(Coordinate annotation items)
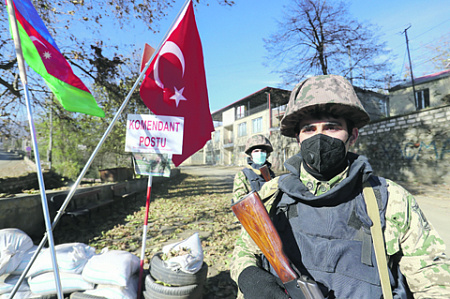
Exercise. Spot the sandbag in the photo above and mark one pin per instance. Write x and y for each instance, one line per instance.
(44, 284)
(71, 258)
(7, 283)
(113, 267)
(14, 243)
(116, 292)
(26, 258)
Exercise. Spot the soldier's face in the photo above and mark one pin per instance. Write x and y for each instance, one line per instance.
(332, 127)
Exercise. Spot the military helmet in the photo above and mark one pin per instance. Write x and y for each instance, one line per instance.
(258, 141)
(326, 93)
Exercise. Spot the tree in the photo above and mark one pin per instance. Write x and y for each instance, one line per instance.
(81, 29)
(96, 61)
(441, 53)
(319, 37)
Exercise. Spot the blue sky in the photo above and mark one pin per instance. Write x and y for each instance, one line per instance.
(233, 47)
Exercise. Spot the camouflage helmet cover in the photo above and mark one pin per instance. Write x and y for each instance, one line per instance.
(258, 141)
(326, 93)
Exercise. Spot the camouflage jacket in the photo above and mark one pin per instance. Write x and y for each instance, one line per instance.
(423, 261)
(241, 185)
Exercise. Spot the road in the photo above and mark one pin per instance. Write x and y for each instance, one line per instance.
(434, 200)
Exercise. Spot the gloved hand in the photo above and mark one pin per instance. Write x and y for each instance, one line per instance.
(256, 283)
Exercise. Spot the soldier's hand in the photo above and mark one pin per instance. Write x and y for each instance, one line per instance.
(256, 283)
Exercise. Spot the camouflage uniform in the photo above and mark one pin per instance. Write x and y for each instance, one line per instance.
(407, 232)
(241, 185)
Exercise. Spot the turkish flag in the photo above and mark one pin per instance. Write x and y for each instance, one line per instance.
(175, 84)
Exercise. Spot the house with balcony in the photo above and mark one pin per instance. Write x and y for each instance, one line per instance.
(261, 113)
(421, 93)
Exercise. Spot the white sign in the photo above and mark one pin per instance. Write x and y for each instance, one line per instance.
(154, 134)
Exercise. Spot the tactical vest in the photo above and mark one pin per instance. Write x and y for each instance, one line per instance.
(334, 233)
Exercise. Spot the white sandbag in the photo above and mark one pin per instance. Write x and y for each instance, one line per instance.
(13, 245)
(7, 283)
(71, 258)
(44, 284)
(116, 292)
(26, 258)
(189, 263)
(113, 267)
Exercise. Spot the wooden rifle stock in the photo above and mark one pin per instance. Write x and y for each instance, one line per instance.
(254, 218)
(265, 173)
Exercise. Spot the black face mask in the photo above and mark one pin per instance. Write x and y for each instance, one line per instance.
(323, 154)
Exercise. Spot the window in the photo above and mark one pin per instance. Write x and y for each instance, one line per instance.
(422, 99)
(240, 112)
(257, 125)
(242, 129)
(216, 136)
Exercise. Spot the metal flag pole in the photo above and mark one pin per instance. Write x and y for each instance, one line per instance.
(94, 153)
(144, 235)
(23, 77)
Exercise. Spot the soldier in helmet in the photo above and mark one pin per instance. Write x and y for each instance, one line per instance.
(258, 149)
(320, 213)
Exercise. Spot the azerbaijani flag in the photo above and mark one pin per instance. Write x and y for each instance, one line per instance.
(43, 56)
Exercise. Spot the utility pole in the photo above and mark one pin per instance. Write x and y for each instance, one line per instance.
(50, 139)
(410, 67)
(350, 63)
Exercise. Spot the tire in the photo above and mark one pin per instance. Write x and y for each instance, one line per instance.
(154, 290)
(159, 271)
(80, 295)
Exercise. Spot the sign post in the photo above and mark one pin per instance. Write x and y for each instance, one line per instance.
(152, 139)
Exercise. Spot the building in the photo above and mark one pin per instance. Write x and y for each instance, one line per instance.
(430, 91)
(235, 123)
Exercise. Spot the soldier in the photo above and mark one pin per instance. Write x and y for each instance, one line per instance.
(320, 213)
(258, 149)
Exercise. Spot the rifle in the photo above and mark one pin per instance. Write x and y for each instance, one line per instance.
(265, 173)
(254, 218)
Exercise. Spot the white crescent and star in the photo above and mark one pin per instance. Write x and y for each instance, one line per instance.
(46, 53)
(170, 47)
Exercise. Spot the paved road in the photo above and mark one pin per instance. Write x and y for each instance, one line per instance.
(13, 165)
(434, 200)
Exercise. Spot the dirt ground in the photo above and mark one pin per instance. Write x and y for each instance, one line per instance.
(198, 200)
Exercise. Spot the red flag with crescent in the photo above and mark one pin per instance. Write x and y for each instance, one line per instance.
(175, 84)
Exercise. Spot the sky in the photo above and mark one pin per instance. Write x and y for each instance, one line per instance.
(233, 47)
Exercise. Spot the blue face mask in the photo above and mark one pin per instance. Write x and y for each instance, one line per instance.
(259, 157)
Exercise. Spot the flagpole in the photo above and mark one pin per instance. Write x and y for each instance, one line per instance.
(94, 153)
(23, 77)
(144, 235)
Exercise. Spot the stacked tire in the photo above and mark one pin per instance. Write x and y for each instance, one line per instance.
(177, 284)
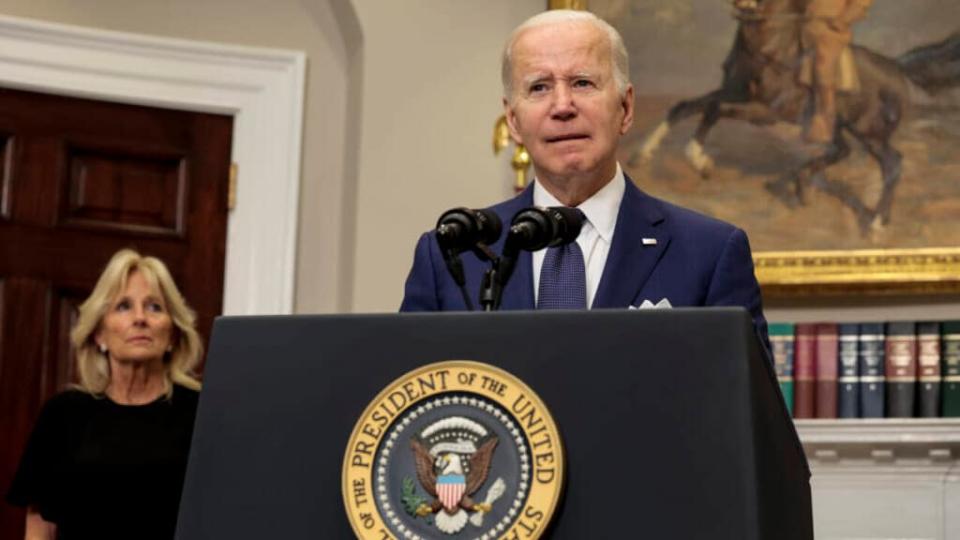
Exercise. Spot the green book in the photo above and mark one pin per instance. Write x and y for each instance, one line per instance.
(782, 340)
(950, 368)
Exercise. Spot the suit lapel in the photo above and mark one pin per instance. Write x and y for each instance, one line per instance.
(630, 260)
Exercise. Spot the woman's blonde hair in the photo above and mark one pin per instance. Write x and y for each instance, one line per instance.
(93, 366)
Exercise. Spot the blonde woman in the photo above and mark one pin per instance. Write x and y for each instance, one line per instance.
(107, 458)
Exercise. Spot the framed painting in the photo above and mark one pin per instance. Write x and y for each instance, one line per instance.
(724, 97)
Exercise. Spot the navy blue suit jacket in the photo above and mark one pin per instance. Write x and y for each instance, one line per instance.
(696, 261)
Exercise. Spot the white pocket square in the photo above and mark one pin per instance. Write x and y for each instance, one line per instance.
(647, 304)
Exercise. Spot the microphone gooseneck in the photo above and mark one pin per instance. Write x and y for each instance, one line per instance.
(462, 229)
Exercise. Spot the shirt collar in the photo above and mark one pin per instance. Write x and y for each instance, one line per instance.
(601, 209)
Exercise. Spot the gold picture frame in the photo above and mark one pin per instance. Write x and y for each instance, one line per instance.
(898, 271)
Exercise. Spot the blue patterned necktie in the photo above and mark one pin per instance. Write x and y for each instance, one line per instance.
(563, 282)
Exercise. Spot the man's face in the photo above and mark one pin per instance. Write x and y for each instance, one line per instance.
(564, 106)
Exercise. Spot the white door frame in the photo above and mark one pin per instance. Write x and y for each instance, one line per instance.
(261, 88)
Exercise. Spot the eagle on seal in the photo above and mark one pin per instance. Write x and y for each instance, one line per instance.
(443, 478)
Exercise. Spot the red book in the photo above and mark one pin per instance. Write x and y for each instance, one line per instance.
(805, 371)
(827, 361)
(901, 368)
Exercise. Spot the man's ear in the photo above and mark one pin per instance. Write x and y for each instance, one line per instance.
(511, 116)
(627, 104)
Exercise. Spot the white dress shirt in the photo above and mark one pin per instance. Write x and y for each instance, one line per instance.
(596, 236)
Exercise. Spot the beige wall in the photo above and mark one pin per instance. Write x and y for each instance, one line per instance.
(400, 103)
(431, 96)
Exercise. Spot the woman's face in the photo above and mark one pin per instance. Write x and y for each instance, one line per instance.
(137, 327)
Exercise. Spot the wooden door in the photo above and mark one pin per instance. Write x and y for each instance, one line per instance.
(80, 179)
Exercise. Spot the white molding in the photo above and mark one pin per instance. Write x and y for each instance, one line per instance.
(880, 431)
(262, 88)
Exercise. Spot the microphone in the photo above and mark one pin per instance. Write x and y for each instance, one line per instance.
(460, 229)
(535, 228)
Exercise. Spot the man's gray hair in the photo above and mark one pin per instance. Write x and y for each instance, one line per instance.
(618, 51)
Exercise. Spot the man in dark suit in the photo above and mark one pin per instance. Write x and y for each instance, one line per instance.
(568, 99)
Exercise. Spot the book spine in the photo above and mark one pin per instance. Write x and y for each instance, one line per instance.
(848, 380)
(826, 393)
(782, 341)
(950, 352)
(805, 371)
(871, 367)
(901, 349)
(928, 360)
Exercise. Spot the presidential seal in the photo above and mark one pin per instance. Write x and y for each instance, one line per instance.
(453, 450)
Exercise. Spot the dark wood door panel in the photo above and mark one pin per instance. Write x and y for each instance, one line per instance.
(80, 180)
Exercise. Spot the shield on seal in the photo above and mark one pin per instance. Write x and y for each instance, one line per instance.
(450, 488)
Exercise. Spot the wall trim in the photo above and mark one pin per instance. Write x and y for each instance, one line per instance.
(262, 88)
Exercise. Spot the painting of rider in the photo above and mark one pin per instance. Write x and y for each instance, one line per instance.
(812, 124)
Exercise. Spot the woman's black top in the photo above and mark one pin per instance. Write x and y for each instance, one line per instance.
(103, 470)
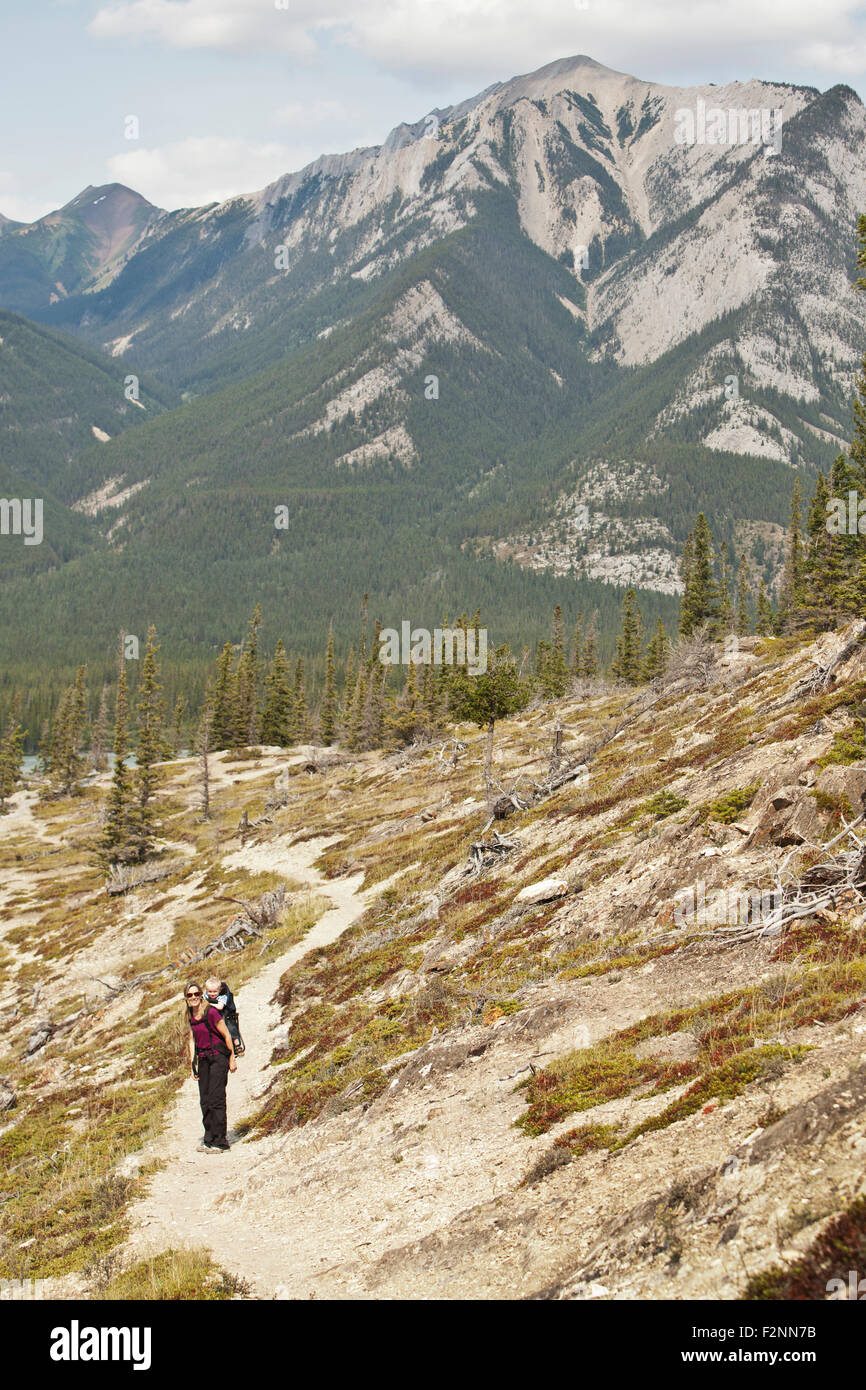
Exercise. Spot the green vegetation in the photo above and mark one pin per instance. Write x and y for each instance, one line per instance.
(841, 1247)
(729, 808)
(727, 1058)
(185, 1275)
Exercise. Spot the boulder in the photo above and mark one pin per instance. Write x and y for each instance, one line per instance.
(542, 891)
(784, 797)
(848, 781)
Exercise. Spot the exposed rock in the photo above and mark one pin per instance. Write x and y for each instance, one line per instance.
(542, 891)
(784, 797)
(848, 781)
(674, 1047)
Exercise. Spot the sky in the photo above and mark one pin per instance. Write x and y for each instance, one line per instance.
(228, 95)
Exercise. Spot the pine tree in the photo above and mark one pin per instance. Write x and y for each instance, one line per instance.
(373, 715)
(97, 740)
(577, 645)
(345, 710)
(742, 598)
(494, 695)
(278, 713)
(116, 833)
(246, 685)
(223, 733)
(791, 597)
(66, 762)
(765, 612)
(11, 755)
(177, 726)
(687, 566)
(149, 747)
(819, 578)
(300, 717)
(590, 662)
(555, 681)
(327, 720)
(655, 660)
(203, 749)
(627, 665)
(724, 622)
(363, 659)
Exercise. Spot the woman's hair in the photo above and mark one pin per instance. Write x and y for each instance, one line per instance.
(192, 984)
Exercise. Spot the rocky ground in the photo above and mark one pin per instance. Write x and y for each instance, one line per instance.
(616, 1052)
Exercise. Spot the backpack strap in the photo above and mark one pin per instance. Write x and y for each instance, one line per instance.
(213, 1032)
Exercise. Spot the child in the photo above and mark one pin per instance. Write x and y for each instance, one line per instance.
(218, 994)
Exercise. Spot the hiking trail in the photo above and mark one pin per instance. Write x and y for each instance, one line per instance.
(184, 1201)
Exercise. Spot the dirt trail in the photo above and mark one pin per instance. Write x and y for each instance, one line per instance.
(182, 1205)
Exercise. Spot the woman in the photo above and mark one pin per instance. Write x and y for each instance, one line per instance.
(211, 1057)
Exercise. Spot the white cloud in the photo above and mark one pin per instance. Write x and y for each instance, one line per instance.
(18, 206)
(319, 111)
(214, 24)
(205, 168)
(452, 36)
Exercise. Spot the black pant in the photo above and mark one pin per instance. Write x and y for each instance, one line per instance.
(213, 1075)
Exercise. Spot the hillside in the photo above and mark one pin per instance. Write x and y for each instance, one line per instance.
(57, 398)
(401, 348)
(523, 1069)
(72, 248)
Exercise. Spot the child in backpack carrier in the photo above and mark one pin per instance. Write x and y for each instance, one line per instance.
(220, 997)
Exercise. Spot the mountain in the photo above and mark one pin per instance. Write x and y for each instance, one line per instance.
(501, 360)
(57, 398)
(75, 248)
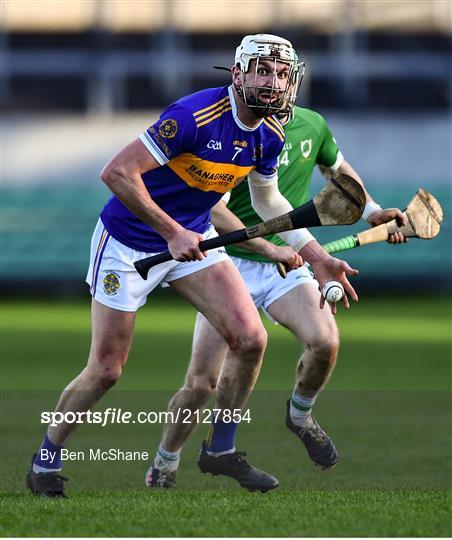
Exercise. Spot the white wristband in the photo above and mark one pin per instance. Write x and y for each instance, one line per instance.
(370, 207)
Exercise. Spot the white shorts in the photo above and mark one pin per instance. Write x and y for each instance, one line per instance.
(114, 281)
(264, 283)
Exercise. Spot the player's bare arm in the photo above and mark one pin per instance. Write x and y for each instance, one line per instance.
(225, 221)
(122, 174)
(268, 202)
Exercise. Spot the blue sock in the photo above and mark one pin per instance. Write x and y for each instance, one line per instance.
(49, 455)
(221, 437)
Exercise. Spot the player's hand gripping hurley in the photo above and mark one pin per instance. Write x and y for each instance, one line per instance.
(341, 202)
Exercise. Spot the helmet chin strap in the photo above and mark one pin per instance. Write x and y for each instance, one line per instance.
(256, 107)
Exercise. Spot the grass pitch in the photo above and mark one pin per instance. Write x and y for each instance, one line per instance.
(387, 408)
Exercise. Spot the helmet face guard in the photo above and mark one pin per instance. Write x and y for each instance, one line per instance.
(264, 50)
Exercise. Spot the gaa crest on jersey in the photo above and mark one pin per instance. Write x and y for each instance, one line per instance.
(306, 147)
(111, 283)
(168, 128)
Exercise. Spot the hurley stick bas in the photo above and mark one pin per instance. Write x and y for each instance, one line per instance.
(341, 202)
(425, 216)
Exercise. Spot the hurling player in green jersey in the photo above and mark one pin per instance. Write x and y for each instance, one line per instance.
(293, 302)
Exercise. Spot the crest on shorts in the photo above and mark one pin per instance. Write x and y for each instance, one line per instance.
(258, 152)
(168, 128)
(111, 283)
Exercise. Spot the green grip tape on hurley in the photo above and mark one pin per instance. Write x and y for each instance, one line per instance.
(349, 242)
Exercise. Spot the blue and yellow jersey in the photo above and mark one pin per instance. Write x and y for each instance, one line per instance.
(204, 151)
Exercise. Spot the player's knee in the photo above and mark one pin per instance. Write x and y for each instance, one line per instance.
(200, 389)
(106, 369)
(326, 346)
(250, 342)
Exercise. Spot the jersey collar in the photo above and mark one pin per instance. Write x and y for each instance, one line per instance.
(234, 113)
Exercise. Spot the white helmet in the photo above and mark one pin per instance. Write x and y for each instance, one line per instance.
(278, 50)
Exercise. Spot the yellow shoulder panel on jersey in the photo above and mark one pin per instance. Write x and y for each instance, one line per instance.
(273, 122)
(207, 175)
(197, 113)
(206, 115)
(219, 113)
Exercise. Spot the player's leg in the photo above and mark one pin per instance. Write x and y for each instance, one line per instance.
(208, 352)
(117, 292)
(221, 295)
(298, 310)
(112, 332)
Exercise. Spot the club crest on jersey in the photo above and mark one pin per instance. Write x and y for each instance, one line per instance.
(168, 128)
(258, 152)
(111, 283)
(306, 147)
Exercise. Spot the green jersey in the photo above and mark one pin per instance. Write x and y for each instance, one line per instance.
(309, 142)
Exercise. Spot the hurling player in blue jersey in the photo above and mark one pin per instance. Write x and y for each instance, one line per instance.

SET TASK ▸ Rewrite the lines between the one holding "Exercise. Spot the woman's black" and the one holding "(185, 1275)", inclusive, replacing "photo" with "image" and keeping everything else unchanged. Omit the pictures from your answer.

RESULT OF THIS EXERCISE ▸
Exercise. Spot the woman's black top in the image above and mark one pin per instance. Write x and y for each instance, one line per instance.
(103, 470)
Exercise. Spot the green vegetation in the image above and mark one pin per instance. Write x and y for each instance, one line per instance.
(841, 1247)
(729, 808)
(727, 1058)
(185, 1275)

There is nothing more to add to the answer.